• _TASK DESCRIPTION_
An exact copy of the data is needed, one that excludes all pictures.

Dataset entries
-*-
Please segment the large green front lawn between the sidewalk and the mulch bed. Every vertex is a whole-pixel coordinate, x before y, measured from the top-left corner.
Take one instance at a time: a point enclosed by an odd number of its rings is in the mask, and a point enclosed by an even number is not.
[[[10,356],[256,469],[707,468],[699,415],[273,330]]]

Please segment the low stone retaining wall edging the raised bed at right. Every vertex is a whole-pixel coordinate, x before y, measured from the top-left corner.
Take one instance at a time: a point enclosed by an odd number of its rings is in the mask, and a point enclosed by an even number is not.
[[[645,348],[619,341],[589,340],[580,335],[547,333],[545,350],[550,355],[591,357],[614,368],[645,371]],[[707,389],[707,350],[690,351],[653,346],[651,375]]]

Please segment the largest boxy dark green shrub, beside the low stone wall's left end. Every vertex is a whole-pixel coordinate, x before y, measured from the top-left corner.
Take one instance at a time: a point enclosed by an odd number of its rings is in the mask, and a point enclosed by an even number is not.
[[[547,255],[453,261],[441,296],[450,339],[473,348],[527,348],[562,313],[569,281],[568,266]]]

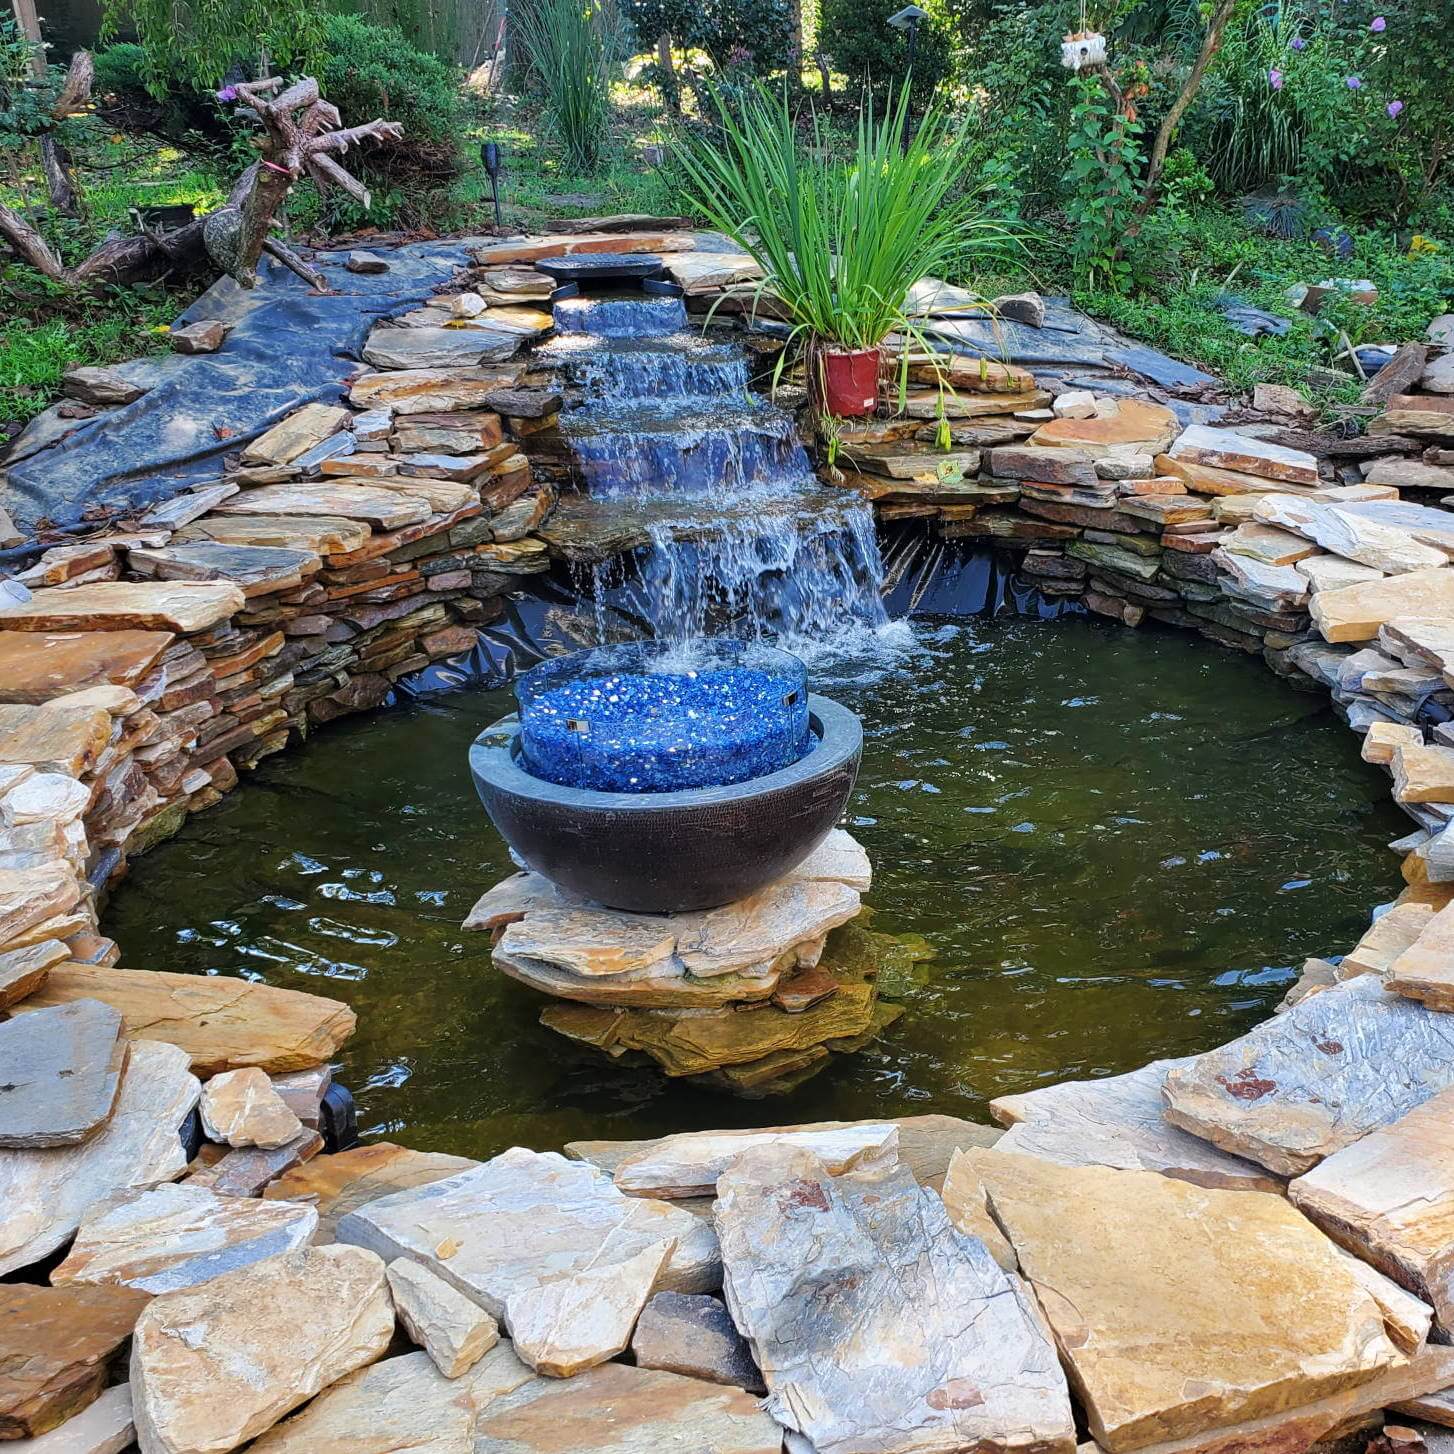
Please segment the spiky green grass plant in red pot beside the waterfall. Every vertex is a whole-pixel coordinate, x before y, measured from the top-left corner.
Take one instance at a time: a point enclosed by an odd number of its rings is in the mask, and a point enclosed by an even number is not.
[[[874,413],[884,340],[917,337],[909,289],[1016,241],[970,182],[970,116],[935,103],[904,147],[906,84],[883,115],[859,113],[852,153],[836,157],[816,115],[800,145],[785,93],[710,95],[714,132],[676,147],[695,205],[762,269],[758,295],[804,346],[819,413]]]

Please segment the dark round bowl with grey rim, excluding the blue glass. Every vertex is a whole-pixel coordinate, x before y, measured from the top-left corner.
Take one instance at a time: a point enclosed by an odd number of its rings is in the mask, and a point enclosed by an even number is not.
[[[806,758],[727,788],[592,792],[528,774],[518,717],[470,747],[490,822],[521,862],[583,899],[634,913],[715,909],[781,878],[838,823],[858,778],[864,728],[808,696]]]

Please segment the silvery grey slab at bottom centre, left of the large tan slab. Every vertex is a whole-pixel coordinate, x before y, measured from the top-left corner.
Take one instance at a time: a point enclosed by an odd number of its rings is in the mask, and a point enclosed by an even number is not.
[[[819,1454],[1073,1448],[1028,1294],[906,1168],[830,1176],[759,1146],[718,1181],[715,1223],[765,1407]]]

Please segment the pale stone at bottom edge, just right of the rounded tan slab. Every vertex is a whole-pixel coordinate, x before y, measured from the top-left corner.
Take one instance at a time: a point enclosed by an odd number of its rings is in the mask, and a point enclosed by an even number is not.
[[[474,1423],[532,1377],[500,1343],[474,1373],[442,1378],[426,1354],[359,1368],[275,1425],[250,1454],[474,1454]]]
-*-
• _ANSWER AREA_
Please segment the large green front lawn between the sidewalk and the mulch bed. Every vertex is a whole-pixel coordinate, x before y, measured from the top-left corner.
Take one instance at a time: a point enclosed by an odd number of its rings is in the mask, and a point enclosed by an even number is not.
[[[10,356],[256,469],[707,468],[699,415],[273,330]]]

Please segment the low stone retaining wall edging the raised bed at right. Every vertex is a whole-pixel coordinate, x before y, measured from the top-left corner.
Take one instance at a time: a point enclosed by an odd number of its rings is in the mask, and a point enclosed by an even number is not.
[[[645,348],[619,341],[589,340],[580,335],[547,333],[545,350],[550,355],[591,357],[614,368],[645,371]],[[707,389],[707,350],[690,351],[653,346],[651,375]]]

Please segment the largest boxy dark green shrub, beside the low stone wall's left end. Every vertex is a whole-pixel coordinate, x before y, measured from the top-left corner.
Take one instance at a time: a point enclosed by an odd number of its rings is in the mask, and a point enclosed by an even number is not.
[[[547,255],[453,261],[441,296],[450,339],[473,348],[527,348],[562,313],[569,281],[568,266]]]

Please segment the spiky green grass plant in red pot beside the waterfall. Every vertex is a whole-pixel coordinate, x before y, measured from the top-left corner.
Take one instance at a time: a point enclosed by an odd number of its rings is in the mask, and a point enclosed by an even number is not.
[[[874,413],[884,340],[917,337],[909,289],[1016,241],[970,182],[970,116],[935,103],[904,147],[906,84],[883,115],[859,113],[852,153],[836,157],[816,115],[800,145],[785,93],[710,95],[714,132],[676,147],[695,205],[762,269],[758,295],[804,346],[819,413]]]

Please segment the dark round bowl with grey rim, excluding the blue glass. Every vertex is a whole-pixel coordinate, x before y, measured from the top-left corner.
Take one instance at a time: a point enclosed by an odd number of its rings is in the mask, and a point enclosed by an even number is not.
[[[806,758],[727,788],[592,792],[528,774],[518,717],[470,747],[490,822],[521,862],[583,899],[634,913],[715,909],[781,878],[838,823],[858,778],[864,728],[808,696]]]

Please segment the silvery grey slab at bottom centre, left of the large tan slab. Every vertex is a whole-pixel coordinate, x before y, measured from the top-left corner.
Take one instance at a time: a point enclosed by an odd number of its rings is in the mask, and a point enclosed by an even number is not.
[[[819,1454],[1073,1448],[1028,1294],[906,1168],[830,1176],[759,1146],[718,1181],[715,1223],[765,1407]]]

Please segment the pale stone at bottom edge, just right of the rounded tan slab. Every vertex is a whole-pixel coordinate, x before y, measured from the top-left corner.
Take one instance at a time: a point enclosed by an odd number of its rings is in the mask, and a point enclosed by an even number is not.
[[[474,1423],[532,1377],[500,1343],[474,1373],[442,1378],[426,1354],[359,1368],[275,1425],[250,1454],[474,1454]]]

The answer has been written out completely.